Re: ODR multiresponse multidimensional

Robert Kern-2
On Tue, Sep 29, 2015 at 1:43 PM, Thomas Howells <[hidden email]> wrote:
>
> Dear Pythonistas,
>
> I'm new to the mailing list, my question here is related to scipy's Orthogonal Distance Regression (ODR) wrapper module. My apologies if you've received this before, I had some trouble with the mail delivery system.
>
> From perusal of the documentation for the wrapper and the underlying Fortran routines, it seems the Fortran code can handle a dataset that is both multiresponse and multidimensional. I have such a dataset that I would like to try and use the algorithm for; however as far as I can tell the ODR wrapper doesn't have the machinery to support this usage.

What do you mean by "both multiresponse and multidimensional"? That the model is a function `f(x; beta) -> y` such that x and y are each vectors? Yes, it certainly supports this, and I think the docstrings are pretty clear about it. What did you read that makes you think otherwise?

= Directive 1 =
Using the ODR thread, answer each question briefly.
(a) What does the abbreviation ODR stand for?
(b) In which language are the routines underlying the wrapper written?
(c) How does the reply write the form of the model function?
= Directive 2 =
Repeat the passage of the ODR thread that opens with the words containing "Re: ODR multiresponse" and closes with "mail delivery system.", copying it character for character.
Work only from the ODR thread above, not from the listing.

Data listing
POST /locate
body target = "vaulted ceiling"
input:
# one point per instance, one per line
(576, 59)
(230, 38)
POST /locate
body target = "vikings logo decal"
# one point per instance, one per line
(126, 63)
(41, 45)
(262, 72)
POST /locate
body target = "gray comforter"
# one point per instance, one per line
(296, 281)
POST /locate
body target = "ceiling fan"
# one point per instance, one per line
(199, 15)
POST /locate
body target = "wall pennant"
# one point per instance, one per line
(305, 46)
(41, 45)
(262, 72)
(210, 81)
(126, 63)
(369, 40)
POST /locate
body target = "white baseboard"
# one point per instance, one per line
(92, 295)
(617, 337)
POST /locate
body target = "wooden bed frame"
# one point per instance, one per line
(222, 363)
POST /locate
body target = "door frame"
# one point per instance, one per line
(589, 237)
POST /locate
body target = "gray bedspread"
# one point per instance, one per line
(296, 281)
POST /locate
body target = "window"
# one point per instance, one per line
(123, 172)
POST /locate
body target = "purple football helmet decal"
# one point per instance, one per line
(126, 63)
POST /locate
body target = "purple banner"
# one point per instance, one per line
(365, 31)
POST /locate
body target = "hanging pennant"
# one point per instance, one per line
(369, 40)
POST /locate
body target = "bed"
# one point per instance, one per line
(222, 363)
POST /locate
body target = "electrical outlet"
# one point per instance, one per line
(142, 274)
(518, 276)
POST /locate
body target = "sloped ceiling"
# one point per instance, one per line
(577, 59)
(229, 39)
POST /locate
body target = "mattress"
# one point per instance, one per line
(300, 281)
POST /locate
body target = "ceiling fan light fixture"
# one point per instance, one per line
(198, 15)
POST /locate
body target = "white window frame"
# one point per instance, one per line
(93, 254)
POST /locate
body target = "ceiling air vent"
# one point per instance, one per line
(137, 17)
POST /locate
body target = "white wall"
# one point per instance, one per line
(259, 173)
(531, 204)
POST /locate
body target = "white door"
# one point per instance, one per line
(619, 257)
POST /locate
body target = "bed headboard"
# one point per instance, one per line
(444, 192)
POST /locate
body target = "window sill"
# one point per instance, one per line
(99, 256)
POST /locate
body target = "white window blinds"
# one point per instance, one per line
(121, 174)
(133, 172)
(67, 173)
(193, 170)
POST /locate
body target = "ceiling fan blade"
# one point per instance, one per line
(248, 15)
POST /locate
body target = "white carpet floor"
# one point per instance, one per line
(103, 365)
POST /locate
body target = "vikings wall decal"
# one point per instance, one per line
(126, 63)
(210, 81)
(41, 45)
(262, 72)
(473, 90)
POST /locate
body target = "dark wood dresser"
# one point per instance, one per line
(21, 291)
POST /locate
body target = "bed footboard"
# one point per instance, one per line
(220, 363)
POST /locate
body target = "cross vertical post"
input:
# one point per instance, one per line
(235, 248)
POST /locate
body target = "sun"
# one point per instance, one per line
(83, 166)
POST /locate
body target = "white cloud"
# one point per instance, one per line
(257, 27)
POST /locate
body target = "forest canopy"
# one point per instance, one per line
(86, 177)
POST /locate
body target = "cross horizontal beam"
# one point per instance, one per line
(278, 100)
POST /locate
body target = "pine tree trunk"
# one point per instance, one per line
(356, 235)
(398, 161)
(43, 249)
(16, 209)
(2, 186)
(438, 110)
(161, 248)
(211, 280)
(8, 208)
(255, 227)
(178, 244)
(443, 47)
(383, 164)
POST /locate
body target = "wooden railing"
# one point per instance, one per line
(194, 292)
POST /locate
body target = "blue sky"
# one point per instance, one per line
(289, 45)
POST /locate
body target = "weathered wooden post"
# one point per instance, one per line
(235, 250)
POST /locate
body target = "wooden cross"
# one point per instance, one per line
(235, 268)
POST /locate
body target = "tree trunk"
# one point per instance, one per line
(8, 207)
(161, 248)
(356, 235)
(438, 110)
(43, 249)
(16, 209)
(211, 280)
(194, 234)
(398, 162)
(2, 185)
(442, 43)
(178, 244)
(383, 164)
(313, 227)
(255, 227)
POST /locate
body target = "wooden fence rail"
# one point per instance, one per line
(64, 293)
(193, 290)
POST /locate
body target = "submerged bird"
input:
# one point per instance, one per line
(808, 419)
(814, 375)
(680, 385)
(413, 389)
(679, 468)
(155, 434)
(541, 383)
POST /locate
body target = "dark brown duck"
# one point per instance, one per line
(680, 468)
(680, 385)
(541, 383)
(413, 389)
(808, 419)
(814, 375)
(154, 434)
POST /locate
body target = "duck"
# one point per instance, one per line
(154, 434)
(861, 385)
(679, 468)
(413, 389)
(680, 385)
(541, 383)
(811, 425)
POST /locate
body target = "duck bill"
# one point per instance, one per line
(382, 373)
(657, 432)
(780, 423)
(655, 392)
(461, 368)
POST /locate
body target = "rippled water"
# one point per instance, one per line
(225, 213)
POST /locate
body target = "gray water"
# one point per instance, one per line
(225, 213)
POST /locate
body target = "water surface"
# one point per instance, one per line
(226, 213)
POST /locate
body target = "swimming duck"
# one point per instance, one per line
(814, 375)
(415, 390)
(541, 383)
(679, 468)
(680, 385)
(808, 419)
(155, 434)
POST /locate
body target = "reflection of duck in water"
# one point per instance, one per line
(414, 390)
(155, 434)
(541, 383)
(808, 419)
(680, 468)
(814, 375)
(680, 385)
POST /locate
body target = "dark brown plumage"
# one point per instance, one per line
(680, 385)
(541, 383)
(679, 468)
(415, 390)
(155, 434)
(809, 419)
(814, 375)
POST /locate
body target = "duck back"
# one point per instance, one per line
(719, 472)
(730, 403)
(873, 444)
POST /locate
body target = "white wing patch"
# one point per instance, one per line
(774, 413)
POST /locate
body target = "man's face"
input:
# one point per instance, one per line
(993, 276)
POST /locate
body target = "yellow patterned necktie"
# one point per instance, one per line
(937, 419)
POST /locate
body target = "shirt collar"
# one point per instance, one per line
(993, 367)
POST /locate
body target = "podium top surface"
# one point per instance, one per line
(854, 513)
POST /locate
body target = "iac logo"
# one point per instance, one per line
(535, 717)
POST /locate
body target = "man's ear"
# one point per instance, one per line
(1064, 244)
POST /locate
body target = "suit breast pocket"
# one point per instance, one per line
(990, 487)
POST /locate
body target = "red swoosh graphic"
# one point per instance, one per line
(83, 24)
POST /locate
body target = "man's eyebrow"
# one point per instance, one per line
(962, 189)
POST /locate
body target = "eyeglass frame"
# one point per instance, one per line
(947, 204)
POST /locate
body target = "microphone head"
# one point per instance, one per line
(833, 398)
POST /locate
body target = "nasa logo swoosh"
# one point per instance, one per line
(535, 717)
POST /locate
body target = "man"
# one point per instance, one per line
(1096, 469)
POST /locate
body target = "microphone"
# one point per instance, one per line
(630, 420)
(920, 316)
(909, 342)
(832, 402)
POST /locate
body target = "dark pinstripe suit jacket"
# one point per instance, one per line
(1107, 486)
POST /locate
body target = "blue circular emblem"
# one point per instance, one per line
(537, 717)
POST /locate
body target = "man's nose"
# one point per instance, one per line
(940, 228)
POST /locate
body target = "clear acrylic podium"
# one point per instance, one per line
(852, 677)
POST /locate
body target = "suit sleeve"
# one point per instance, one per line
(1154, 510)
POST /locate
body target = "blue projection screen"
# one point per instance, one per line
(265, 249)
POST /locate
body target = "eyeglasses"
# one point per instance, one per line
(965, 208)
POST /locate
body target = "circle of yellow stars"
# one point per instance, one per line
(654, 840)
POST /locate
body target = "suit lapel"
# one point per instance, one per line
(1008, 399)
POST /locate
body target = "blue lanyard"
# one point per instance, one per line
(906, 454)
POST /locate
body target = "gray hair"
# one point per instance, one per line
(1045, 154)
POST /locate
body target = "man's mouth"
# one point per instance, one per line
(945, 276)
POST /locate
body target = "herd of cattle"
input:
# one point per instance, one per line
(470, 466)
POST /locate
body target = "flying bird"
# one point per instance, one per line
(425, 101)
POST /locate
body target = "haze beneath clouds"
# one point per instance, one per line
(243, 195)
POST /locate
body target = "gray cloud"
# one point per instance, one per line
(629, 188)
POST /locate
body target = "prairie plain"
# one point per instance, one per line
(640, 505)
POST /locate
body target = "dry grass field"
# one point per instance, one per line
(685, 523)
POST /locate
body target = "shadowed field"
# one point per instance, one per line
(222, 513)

= Task response 1 =
(a) Orthogonal Distance Regression
(b) Fortran
(c) `f(x; beta) -> y`

= Task response 2 =
Re: ODR multiresponse multidimensional

Robert Kern-2
On Tue, Sep 29, 2015 at 1:43 PM, Thomas Howells <[hidden email]> wrote:
>
> Dear Pythonistas,
>
> I'm new to the mailing list, my question here is related to scipy's Orthogonal Distance Regression (ODR) wrapper module. My apologies if you've received this before, I had some trouble with the mail delivery system.